# Exercise details
Rewrite every one of the records below as a single numbered list, omitting any blank lines.

# Recorded data
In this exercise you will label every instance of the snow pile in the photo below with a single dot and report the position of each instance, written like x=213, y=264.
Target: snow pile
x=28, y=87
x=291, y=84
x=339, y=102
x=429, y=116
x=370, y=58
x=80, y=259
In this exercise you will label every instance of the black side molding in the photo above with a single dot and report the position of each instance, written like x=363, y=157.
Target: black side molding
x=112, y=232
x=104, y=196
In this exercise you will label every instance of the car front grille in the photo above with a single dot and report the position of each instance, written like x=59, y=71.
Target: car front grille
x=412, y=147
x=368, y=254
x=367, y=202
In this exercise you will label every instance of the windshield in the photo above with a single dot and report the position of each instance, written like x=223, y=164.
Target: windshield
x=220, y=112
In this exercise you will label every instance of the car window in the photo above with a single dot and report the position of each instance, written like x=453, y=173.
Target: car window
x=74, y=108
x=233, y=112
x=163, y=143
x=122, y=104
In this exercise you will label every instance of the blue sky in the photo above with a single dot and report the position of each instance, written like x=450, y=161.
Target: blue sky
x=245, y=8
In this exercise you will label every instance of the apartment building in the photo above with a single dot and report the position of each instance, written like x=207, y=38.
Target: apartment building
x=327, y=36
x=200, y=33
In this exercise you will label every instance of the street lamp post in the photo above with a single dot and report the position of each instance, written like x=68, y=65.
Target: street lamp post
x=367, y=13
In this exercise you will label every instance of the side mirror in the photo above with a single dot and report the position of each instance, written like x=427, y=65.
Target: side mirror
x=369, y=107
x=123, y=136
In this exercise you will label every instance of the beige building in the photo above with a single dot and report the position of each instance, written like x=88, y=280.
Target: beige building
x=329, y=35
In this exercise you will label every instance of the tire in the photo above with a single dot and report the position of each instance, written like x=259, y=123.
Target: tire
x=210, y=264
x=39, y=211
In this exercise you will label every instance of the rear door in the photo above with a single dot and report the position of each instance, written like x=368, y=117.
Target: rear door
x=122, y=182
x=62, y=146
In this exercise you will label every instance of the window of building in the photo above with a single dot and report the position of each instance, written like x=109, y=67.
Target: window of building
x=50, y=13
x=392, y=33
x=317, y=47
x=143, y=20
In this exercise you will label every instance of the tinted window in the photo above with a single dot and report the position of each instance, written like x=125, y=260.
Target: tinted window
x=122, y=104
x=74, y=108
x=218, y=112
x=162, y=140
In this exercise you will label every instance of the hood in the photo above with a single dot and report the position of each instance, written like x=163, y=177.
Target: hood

# Written response
1. In this exercise you will label every instance of the snow pile in the photo below with a single dot and report the position of each instance, written like x=213, y=264.
2. Target: snow pile
3. x=28, y=87
4. x=291, y=84
5. x=339, y=102
6. x=429, y=116
7. x=370, y=58
8. x=80, y=259
9. In this exercise you will label every instance of the black side molding in the photo above with a single dot and report the position of each instance, written like x=363, y=157.
10. Target: black side molding
11. x=112, y=232
12. x=104, y=196
13. In this exercise you will label every instance of the car front grille in the photo above with a single dot and report the position of each instance, written like x=59, y=71.
14. Target: car front grille
15. x=412, y=147
16. x=368, y=254
17. x=367, y=202
18. In this exercise you will label every instance of the windshield in the photo above with a single dot and report the position of each instance, written like x=223, y=164.
19. Target: windshield
20. x=220, y=112
21. In this exercise you will label every instance of the car window in the photo above with a single dot and report the position of each instance, written like x=453, y=173.
22. Target: car window
23. x=74, y=108
24. x=233, y=112
25. x=163, y=143
26. x=122, y=104
27. In this exercise you will label every instance of the blue sky in the photo above with a single dot and report the position of each instance, written like x=450, y=161.
28. Target: blue sky
29. x=245, y=8
30. In this exercise you will label every instance of the apartment building in the photo above with a single dot and report the position of each instance, written like x=207, y=38.
31. Target: apartment building
32. x=327, y=36
33. x=200, y=33
34. In this exercise you will label every instance of the street lamp post in the photo above with a single dot and report the position of each instance, written like x=68, y=65.
35. Target: street lamp post
36. x=367, y=13
37. In this exercise you will label every instance of the side mirror in the photo above with a single dot and report the position of each instance, written like x=427, y=65.
38. Target: side mirror
39. x=369, y=107
40. x=123, y=136
41. In this exercise you will label every instance of the beige building in the photo above with a single dot and report the position of each instance, written like x=88, y=280.
42. Target: beige building
43. x=329, y=35
44. In this exercise you will label every instance of the tire in the photo above with a single dot and report the position of each instance, written like x=259, y=123.
45. Target: tire
46. x=210, y=264
47. x=39, y=211
48. In this exercise you will label every instance of the rear door in the photo above with a single dot and report the position of each instance, written like x=368, y=117.
49. Target: rear door
50. x=122, y=182
51. x=62, y=146
52. In this exercise you will label every instance of the window of building in the photo above with a single dot and report the position of each instance, written like x=109, y=67.
53. Target: window of building
54. x=50, y=13
55. x=392, y=33
56. x=317, y=47
57. x=143, y=20
58. In this exercise you will label every instance of the tinted window in the photo above with a single dot and report the position of each instance, written like x=125, y=260.
59. Target: tinted window
60. x=122, y=104
61. x=74, y=108
62. x=218, y=112
63. x=162, y=140
64. In this exercise you will label every instance of the hood in the photo above with a single dot and report the position of each instance, written like x=163, y=177.
65. Target: hood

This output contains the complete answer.